● **Job**: Copy the items word for word, from the first line through the line that contains "column 1069, row 337", including both.

● **Given records**:
+ + + + +
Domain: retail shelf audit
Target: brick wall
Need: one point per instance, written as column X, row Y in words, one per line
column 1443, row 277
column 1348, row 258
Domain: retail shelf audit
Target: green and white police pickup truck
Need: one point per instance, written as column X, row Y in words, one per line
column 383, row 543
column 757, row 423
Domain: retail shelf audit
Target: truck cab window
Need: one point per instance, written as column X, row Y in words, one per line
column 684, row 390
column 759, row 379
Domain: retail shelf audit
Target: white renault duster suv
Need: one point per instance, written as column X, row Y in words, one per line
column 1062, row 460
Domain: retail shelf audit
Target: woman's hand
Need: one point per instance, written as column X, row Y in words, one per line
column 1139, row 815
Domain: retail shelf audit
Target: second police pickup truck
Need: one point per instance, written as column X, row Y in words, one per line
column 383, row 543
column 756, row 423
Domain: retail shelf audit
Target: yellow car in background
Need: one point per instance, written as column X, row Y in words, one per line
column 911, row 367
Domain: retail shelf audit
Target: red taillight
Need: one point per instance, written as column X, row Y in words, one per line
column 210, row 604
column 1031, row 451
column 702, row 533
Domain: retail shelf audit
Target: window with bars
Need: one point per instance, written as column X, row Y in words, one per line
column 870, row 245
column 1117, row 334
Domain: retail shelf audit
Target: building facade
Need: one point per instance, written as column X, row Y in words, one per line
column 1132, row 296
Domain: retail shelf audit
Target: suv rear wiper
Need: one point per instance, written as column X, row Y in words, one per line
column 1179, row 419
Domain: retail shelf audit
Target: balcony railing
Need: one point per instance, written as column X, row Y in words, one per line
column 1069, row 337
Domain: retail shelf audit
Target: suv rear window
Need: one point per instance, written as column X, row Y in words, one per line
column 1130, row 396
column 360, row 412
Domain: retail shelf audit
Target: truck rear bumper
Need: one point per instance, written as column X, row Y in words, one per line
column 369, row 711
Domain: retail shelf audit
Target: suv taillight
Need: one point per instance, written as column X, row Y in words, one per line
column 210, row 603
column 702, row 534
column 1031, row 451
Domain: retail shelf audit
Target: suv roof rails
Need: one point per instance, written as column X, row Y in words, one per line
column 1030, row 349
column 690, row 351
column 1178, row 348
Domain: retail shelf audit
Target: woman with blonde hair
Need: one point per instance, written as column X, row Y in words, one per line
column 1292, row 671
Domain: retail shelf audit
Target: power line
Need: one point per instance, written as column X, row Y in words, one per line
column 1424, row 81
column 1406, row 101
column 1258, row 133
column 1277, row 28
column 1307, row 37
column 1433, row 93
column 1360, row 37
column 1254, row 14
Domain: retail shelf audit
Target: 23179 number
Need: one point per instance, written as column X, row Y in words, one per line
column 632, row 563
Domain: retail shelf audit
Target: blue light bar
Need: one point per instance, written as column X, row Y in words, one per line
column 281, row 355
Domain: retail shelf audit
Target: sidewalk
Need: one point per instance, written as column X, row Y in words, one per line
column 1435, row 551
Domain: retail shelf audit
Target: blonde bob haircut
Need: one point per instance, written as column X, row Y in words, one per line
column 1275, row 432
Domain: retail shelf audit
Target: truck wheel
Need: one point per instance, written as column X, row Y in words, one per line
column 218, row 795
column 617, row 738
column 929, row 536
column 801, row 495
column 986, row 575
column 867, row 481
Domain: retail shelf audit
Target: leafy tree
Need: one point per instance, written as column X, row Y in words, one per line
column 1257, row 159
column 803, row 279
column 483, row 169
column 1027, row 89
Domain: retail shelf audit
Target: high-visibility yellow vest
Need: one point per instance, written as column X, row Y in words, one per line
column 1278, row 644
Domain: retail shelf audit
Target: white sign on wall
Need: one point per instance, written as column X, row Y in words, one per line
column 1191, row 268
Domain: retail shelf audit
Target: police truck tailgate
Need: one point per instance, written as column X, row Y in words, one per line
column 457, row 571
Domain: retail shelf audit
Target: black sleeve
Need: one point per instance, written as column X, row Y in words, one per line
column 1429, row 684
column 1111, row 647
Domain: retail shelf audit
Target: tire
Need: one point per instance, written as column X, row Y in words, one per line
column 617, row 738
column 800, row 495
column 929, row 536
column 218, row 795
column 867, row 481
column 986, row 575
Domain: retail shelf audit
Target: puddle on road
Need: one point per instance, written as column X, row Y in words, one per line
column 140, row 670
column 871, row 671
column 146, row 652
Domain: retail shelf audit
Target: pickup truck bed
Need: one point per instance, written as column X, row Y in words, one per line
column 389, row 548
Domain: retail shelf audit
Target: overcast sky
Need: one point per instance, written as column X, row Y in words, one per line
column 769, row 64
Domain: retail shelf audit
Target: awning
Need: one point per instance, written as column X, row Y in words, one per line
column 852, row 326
+ + + + +
● **Result of the task**:
Domain: retail shelf audit
Target: brick wall
Need: one point per instance, written as column X, row Y in words, one per line
column 1443, row 277
column 1348, row 258
Domain: retail shelf audit
Target: green and white police pickup truck
Need: one point per instance, written as column X, row Y in words, one per line
column 383, row 543
column 757, row 423
Domain: retail shelf audit
Target: truck cab window
Need: one point per instance, written as column X, row Y in words, one per line
column 684, row 390
column 759, row 379
Domain: retail shelf audit
Target: white renault duster suv
Need: one point per instance, written as column X, row Y in words, one per line
column 1062, row 460
Domain: retail shelf audit
Target: woman's hand
Need: one point per instance, written as column X, row Y in words, one per line
column 1139, row 815
Domain: retail shelf audit
Target: second police pickup truck
Need: one point per instance, written as column X, row Y in words, one per line
column 383, row 543
column 756, row 423
Domain: retail shelf audit
Target: yellow car in background
Need: one point per instance, written as column X, row Y in words, one per line
column 911, row 367
Domain: retail shelf audit
Target: red taillight
Need: one point per instance, written as column X, row Y in words, one per line
column 210, row 604
column 1031, row 451
column 702, row 533
Domain: retail shelf audit
Target: window with bars
Need: one point per instance, written as column X, row Y in words, one per line
column 870, row 245
column 1117, row 334
Domain: retail shelf audit
Target: building facade
Need: one point per instance, written as column X, row Y in words, one per line
column 1132, row 296
Domain: retail shelf audit
Target: suv rear wiper
Need: one point per instance, written as column X, row Y in words, one per line
column 1179, row 419
Domain: retail shelf audit
Target: balcony railing
Need: one point per instance, written as column X, row Y in words, one per line
column 1069, row 337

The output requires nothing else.